Task objective: For the passage below on melancholy and depression, mark each statement yes or no and quote the exact words of the passage that decide it. (a) Richard Burton analyzed melancholy in the eighteenth century. (b) The writer holds that melancholy and depression are the same thing. (c) Burton claimed that scholars in their isolation were particularly susceptible.

In Peter Kramer's article (click above), Kramer finally has the chance to throw Camus at the undergraduates who have been pestering him since he wrote _Listening to Prozac_ in 1993. The teenagers are angsty and think that depression might make them artistic. Camus thinks that true resistance to the will of the gods can only come when Sisyphus takes true joy in pushing the boulder up the hill. Kramer cannot wait until we accept this as true, cannot wait for "carpe diem" to replace black lipstick on the lips of every mad undergraduate.
According to Kramer, the major culprit in our complacency against depressive illness is two-thousand-year-old myth that melancholy brings genius.
I'm not a historian of science, but here are a couple of points for departure. First, melancholy isn't depression. Melancholia, fervid in her depression in Durer's painting, represents the mental world of her own that ensconces the scholar in full intellectual tilt. In the seventeenth century, Richard Burton had analyzed melancholy and claimed that scholars in their isolation were particularly susceptible. Melancholy meant unstable enthusiasms of private thought, precipitous downs of remorse for failure and doubt about the world. "Of all my pleasures, none so sweet as melancholy." Its addiction is hardly based on a myth; melancholy means the ability to carry oneself up or down at a given moment based on the power of ideas alone. It means complete control over one's destiny: an absolute opposite, therefore, to depression.

Data excerpt:
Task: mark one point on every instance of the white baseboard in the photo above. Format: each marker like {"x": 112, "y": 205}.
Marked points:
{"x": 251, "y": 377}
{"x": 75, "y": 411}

Written solution:
(a) No: "In the seventeenth century, Richard Burton had analyzed melancholy"
(b) No: "First, melancholy isn't depression."
(c) Yes: "claimed that scholars in their isolation were particularly susceptible"